┌──

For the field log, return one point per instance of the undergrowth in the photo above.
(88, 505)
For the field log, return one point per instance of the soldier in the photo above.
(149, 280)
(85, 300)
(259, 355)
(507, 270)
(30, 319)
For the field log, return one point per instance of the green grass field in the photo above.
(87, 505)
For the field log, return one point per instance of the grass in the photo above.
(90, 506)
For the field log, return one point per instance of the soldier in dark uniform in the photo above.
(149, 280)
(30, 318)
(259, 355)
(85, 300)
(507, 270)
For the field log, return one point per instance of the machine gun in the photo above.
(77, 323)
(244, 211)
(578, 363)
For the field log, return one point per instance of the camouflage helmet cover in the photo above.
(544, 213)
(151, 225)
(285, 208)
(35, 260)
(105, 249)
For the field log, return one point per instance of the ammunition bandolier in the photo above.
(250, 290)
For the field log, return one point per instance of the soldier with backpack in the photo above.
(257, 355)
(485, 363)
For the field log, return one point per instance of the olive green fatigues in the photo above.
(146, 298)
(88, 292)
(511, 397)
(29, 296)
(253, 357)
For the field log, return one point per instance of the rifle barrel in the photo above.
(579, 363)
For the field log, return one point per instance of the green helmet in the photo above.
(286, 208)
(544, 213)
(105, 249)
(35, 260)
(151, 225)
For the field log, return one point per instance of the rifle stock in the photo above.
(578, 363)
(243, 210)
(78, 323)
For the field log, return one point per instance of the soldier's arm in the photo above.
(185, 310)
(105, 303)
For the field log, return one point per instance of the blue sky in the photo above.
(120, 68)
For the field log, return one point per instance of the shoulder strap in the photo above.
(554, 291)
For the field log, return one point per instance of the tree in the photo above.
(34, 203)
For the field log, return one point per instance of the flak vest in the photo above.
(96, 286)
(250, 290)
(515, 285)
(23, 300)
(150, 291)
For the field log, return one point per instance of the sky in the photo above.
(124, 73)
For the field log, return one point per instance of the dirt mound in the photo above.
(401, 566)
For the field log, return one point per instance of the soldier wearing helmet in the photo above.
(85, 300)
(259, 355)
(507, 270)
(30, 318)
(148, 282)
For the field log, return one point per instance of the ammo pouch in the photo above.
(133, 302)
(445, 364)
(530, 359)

└──

- _What this task involves_
Every entry needs to be written out again, exactly as given.

- _Solved problem_
For the field log, return one point per instance of the undergrowth in the photo above.
(88, 505)
For the field log, return one point per instance of the soldier in the photo above.
(149, 280)
(85, 300)
(259, 355)
(507, 270)
(30, 319)
For the field log, return one point per instance of the green grass field in the photo above.
(87, 505)
For the field log, return one point per instance of the grass in the photo above.
(90, 506)
For the field log, return one point per instance of the soldier in dark uniform in the photo above.
(149, 280)
(30, 318)
(259, 355)
(85, 300)
(507, 270)
For the field log, return one point per instance of the machine gun in the photo above.
(77, 323)
(244, 211)
(578, 363)
For the field log, return one point per instance of the camouflage helmet cover in the photo above.
(544, 213)
(151, 225)
(285, 208)
(35, 260)
(105, 249)
For the field log, return one point per instance of the ammunition bandolier in the photo above.
(250, 290)
For the field log, return one point per instance of the soldier with backpack in the photo above.
(257, 355)
(485, 363)
For the field log, return one point per instance of the olive green fatigues in the photo above.
(146, 298)
(88, 292)
(511, 397)
(29, 296)
(253, 357)
For the field log, return one point per instance of the rifle barrel in the photo above.
(579, 363)
For the field log, return one point per instance of the green helmet in the photo above.
(286, 208)
(544, 213)
(105, 249)
(35, 260)
(151, 225)
For the field log, return one point per instance of the rifle stock in the photo above.
(578, 363)
(243, 210)
(78, 323)
For the field log, return one point per instance of the soldier's arm in the photo above.
(185, 310)
(105, 303)
For the field log, return one point per instance of the blue sky in the photo above.
(120, 68)
For the field log, return one point per instance of the shoulder strap in the photo above.
(554, 291)
For the field log, return one point per instance of the tree in the photo above.
(34, 203)
For the field log, return one point per instance of the flak vest in the photo above.
(96, 286)
(250, 290)
(515, 285)
(23, 300)
(150, 291)
For the field log, return one point per instance of the sky in the photo above.
(124, 73)
For the field log, return one point per instance of the dirt mound in the photo above.
(401, 566)
For the field log, return one point per instance of the soldier wearing helmet in the photo above.
(85, 300)
(259, 355)
(507, 270)
(30, 318)
(148, 282)
For the field log, return one point per instance of the ammo pouch in the photo above.
(133, 302)
(445, 364)
(530, 359)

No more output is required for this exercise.